Task to complete ▸
Which lines in the material below contain the string "positive"? Report each of those lines in full.
::: Stored data :::
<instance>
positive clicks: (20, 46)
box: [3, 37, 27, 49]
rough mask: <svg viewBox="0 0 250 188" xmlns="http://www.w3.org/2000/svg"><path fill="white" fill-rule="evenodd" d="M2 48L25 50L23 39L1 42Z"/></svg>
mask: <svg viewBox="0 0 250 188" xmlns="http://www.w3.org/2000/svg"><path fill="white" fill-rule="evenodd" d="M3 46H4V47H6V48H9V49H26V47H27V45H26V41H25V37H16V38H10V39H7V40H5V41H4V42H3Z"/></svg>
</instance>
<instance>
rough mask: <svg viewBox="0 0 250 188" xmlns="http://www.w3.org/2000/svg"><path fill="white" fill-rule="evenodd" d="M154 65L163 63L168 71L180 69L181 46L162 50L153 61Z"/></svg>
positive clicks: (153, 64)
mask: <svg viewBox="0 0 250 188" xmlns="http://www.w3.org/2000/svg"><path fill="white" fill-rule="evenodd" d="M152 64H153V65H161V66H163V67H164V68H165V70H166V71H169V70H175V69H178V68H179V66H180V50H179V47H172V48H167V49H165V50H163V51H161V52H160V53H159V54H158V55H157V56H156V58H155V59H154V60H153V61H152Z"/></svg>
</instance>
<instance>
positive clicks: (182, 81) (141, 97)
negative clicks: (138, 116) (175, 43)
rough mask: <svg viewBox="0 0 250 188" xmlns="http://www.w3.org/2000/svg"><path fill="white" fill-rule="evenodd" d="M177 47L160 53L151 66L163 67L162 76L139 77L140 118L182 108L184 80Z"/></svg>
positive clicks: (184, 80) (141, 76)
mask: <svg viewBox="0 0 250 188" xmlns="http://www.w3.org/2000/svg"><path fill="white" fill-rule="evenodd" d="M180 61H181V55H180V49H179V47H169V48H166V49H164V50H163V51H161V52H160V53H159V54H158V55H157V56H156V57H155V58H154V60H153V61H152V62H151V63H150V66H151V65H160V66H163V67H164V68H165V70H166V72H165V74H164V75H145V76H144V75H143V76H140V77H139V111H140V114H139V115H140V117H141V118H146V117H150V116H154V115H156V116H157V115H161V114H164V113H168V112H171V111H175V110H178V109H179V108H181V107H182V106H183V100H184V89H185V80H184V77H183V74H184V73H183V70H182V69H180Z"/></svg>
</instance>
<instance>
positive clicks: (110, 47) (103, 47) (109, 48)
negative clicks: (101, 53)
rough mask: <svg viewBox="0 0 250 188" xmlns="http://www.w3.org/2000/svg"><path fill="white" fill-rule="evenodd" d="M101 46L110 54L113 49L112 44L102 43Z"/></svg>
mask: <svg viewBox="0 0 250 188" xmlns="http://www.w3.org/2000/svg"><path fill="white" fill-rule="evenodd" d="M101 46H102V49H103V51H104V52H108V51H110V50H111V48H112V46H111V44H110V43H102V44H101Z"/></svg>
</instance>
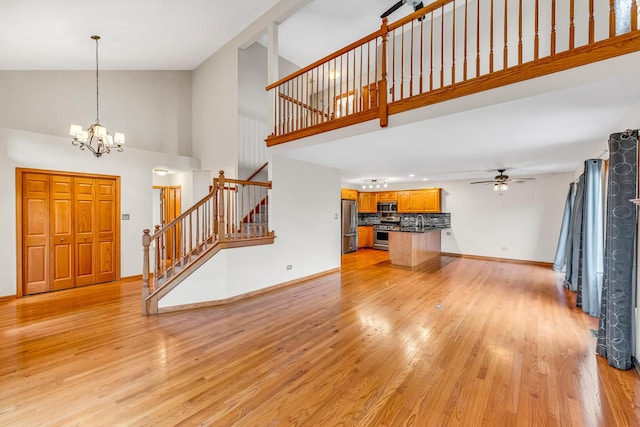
:::
Response ▸
positive clicks: (20, 46)
positive clicks: (153, 64)
positive clicks: (182, 81) (141, 97)
positive clicks: (184, 80) (141, 76)
positive clicks: (110, 47) (103, 47) (109, 48)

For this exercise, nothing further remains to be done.